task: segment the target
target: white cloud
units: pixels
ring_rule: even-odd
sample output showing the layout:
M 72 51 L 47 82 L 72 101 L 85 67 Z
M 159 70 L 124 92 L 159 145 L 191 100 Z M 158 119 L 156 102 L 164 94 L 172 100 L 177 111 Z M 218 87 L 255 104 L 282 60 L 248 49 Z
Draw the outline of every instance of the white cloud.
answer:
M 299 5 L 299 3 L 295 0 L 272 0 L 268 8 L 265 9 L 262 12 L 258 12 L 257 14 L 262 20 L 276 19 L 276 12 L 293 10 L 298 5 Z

+-------+

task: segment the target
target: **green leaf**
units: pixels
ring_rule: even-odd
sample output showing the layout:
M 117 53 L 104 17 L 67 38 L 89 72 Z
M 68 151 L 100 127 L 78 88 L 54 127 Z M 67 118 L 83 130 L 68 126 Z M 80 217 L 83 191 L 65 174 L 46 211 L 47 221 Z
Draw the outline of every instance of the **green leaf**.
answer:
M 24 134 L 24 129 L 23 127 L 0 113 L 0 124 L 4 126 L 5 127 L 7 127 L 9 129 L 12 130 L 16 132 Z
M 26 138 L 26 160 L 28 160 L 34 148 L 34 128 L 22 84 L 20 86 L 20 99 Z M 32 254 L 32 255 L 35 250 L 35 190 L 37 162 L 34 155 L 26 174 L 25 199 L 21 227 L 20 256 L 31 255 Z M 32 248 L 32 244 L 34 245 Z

+-------+

## Exercise objective:
Copy out each line in the records above that contains the string "cloud".

## Solution for this exercise:
target: white cloud
Draw the outline of every instance of the white cloud.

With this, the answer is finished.